──────── Information given
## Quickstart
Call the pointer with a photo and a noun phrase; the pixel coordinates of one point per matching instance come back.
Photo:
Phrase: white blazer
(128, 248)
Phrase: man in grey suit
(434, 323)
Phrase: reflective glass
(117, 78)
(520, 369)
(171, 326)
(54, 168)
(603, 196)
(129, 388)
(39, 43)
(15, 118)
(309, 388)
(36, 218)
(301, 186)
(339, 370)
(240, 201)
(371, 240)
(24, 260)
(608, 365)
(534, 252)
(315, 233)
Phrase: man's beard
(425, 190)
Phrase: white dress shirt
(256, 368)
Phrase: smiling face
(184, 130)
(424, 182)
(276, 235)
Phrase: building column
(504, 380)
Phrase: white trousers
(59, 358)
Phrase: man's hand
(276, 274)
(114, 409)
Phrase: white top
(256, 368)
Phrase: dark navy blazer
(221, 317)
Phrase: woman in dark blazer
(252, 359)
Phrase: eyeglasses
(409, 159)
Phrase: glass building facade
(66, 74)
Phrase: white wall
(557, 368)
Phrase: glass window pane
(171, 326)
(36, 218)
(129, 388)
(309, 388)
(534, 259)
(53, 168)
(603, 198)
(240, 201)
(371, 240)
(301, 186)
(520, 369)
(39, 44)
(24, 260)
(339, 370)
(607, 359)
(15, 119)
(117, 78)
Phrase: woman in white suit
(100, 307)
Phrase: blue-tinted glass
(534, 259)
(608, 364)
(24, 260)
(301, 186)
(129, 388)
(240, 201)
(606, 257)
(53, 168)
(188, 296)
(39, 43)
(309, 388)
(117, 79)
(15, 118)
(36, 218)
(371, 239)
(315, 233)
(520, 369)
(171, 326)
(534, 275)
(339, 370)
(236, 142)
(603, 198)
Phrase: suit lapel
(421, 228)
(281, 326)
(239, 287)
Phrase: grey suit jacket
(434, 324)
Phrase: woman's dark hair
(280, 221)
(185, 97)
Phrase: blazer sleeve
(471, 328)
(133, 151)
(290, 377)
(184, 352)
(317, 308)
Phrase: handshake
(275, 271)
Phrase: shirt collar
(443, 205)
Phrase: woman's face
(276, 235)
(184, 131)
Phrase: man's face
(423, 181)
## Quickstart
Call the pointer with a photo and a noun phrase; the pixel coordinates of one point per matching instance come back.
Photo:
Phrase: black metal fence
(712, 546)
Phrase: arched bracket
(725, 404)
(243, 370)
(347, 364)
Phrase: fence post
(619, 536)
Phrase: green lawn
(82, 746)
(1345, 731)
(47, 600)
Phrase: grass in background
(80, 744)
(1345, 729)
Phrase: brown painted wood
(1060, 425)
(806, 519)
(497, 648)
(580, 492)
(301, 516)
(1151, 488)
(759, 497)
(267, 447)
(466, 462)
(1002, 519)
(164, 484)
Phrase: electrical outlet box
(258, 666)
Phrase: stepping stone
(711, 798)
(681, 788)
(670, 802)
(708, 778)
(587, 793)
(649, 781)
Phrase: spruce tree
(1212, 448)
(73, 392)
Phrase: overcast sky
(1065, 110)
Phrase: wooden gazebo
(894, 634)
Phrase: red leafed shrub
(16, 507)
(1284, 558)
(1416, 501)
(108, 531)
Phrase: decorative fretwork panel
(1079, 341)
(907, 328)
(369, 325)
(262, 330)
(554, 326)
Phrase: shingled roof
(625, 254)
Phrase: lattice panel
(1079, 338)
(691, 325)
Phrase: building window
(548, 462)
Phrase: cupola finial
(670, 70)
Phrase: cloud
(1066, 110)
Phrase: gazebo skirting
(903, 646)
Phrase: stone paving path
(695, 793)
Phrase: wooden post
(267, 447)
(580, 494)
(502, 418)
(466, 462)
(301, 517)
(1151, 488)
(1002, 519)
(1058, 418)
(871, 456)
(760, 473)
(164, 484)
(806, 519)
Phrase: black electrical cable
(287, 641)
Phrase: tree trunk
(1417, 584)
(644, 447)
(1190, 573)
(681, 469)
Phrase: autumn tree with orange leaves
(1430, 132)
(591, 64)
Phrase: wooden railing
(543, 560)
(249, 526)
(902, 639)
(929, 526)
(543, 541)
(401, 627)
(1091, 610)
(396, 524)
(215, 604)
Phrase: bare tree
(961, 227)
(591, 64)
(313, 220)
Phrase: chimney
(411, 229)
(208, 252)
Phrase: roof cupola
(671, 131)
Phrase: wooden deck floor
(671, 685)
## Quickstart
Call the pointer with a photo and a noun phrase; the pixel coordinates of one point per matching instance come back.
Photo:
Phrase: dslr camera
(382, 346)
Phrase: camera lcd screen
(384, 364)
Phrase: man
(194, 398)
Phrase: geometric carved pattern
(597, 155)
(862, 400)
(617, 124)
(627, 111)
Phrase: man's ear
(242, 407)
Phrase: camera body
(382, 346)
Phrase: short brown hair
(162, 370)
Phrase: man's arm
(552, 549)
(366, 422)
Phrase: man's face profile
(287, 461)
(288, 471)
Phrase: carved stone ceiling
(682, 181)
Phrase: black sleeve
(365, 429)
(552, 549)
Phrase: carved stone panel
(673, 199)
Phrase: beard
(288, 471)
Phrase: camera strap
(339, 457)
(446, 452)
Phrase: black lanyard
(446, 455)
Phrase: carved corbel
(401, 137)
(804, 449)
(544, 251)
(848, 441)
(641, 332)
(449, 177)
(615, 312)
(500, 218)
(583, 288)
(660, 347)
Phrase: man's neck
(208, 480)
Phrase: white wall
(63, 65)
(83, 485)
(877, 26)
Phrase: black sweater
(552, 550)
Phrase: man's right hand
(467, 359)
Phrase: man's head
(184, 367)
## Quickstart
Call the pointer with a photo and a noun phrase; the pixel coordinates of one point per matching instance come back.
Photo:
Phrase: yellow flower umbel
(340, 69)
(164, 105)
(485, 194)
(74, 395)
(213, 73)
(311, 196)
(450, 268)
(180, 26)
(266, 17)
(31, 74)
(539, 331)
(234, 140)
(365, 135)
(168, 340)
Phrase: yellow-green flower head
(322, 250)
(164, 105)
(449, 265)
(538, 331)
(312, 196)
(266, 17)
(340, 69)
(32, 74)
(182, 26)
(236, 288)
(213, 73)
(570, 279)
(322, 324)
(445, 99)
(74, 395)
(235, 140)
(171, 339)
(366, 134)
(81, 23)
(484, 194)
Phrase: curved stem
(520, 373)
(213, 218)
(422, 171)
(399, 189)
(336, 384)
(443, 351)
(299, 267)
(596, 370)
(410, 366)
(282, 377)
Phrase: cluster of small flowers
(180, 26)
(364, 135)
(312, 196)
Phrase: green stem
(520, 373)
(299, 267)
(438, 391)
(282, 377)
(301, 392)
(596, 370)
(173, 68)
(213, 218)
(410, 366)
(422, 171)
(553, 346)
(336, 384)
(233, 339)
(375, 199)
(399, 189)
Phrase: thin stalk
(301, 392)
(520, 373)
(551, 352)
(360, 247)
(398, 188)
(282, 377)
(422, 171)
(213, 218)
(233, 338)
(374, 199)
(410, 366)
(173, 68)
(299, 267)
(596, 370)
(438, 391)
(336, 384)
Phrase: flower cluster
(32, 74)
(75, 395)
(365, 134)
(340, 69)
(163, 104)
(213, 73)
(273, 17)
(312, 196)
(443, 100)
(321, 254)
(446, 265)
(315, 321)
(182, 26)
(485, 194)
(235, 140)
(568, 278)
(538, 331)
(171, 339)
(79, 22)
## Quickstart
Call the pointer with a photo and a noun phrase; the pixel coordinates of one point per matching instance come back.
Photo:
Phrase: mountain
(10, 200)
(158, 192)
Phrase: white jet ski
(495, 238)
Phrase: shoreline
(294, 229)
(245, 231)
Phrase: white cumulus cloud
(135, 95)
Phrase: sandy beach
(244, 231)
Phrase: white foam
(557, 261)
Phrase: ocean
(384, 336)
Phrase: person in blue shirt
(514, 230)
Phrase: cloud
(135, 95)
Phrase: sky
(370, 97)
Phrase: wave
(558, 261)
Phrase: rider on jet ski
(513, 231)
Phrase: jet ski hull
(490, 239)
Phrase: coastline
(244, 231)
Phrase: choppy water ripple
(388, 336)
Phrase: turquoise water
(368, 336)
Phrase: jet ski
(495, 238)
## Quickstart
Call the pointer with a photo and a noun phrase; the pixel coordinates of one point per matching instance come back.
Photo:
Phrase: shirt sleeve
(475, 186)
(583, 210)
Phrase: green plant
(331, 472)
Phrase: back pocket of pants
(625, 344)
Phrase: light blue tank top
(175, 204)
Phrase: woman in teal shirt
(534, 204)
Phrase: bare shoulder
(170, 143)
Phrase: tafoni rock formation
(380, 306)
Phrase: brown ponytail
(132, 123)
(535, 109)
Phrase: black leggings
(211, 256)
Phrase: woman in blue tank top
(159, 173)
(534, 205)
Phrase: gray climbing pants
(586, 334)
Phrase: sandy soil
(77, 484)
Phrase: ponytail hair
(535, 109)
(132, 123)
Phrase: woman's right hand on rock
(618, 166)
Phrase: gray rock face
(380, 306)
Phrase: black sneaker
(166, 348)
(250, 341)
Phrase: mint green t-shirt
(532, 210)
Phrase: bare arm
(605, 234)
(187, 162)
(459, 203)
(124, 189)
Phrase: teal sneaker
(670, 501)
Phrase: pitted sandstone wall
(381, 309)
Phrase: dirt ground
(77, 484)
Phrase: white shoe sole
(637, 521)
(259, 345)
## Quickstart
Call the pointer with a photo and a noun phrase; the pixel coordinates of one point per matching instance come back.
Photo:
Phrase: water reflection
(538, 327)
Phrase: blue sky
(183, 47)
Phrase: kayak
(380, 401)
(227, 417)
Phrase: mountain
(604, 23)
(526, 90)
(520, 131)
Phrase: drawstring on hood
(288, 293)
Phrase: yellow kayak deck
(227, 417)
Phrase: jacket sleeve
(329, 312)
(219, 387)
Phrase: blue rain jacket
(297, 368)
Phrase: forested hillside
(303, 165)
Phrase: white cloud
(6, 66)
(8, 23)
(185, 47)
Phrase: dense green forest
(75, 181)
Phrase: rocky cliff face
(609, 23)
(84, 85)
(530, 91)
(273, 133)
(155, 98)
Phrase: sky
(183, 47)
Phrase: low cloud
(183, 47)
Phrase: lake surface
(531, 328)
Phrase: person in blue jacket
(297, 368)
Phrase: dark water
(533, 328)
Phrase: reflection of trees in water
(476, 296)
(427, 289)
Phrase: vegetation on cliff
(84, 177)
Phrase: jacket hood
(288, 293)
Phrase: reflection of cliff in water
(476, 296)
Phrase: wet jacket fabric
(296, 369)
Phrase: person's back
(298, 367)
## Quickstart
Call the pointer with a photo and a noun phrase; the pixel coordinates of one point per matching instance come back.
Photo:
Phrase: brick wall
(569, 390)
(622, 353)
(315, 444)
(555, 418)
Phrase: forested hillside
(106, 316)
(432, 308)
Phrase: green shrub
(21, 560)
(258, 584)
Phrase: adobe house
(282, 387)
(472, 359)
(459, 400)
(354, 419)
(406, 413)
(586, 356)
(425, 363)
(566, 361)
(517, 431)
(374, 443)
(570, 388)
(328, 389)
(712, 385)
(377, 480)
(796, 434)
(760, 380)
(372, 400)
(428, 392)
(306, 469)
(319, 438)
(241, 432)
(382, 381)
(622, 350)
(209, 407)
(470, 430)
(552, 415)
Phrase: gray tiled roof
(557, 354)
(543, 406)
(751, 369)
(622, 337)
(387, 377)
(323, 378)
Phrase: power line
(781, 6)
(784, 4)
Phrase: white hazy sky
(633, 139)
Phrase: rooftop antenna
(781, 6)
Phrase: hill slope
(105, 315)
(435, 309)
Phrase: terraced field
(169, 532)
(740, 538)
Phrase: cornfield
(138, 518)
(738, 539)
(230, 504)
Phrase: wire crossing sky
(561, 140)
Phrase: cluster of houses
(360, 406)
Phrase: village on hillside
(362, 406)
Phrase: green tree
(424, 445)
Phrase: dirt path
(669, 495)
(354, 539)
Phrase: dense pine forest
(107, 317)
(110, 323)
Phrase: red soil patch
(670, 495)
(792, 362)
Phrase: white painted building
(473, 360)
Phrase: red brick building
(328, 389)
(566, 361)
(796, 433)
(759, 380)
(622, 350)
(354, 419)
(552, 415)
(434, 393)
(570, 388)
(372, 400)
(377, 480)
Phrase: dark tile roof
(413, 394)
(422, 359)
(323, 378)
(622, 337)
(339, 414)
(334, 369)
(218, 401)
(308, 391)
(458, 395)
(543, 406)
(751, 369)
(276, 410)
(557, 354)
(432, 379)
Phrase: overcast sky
────────────────
• [Requirements] Express the records as a JSON list of strings, one string per line and with blank lines omitted, starting at the line that contains "Phrase: rooftop antenna" and running through the end of the records.

• [Written reply]
[
  "Phrase: rooftop antenna",
  "(781, 6)",
  "Phrase: hill slope",
  "(105, 315)",
  "(435, 309)",
  "Phrase: terraced field",
  "(169, 532)",
  "(740, 538)",
  "Phrase: cornfield",
  "(138, 518)",
  "(738, 539)",
  "(230, 504)",
  "Phrase: wire crossing sky",
  "(561, 140)",
  "Phrase: cluster of houses",
  "(360, 406)",
  "Phrase: village on hillside",
  "(362, 406)",
  "Phrase: green tree",
  "(424, 445)",
  "Phrase: dirt path",
  "(669, 495)",
  "(354, 539)",
  "Phrase: dense pine forest",
  "(107, 317)",
  "(110, 323)",
  "Phrase: red soil patch",
  "(670, 495)",
  "(792, 362)",
  "Phrase: white painted building",
  "(473, 360)",
  "Phrase: red brick building",
  "(328, 389)",
  "(566, 361)",
  "(796, 433)",
  "(759, 380)",
  "(622, 350)",
  "(354, 419)",
  "(552, 415)",
  "(434, 393)",
  "(570, 388)",
  "(372, 400)",
  "(377, 480)",
  "Phrase: dark tile roof",
  "(413, 394)",
  "(422, 359)",
  "(323, 378)",
  "(622, 337)",
  "(339, 414)",
  "(334, 369)",
  "(218, 401)",
  "(308, 391)",
  "(458, 395)",
  "(543, 406)",
  "(751, 369)",
  "(276, 410)",
  "(557, 354)",
  "(432, 379)",
  "Phrase: overcast sky"
]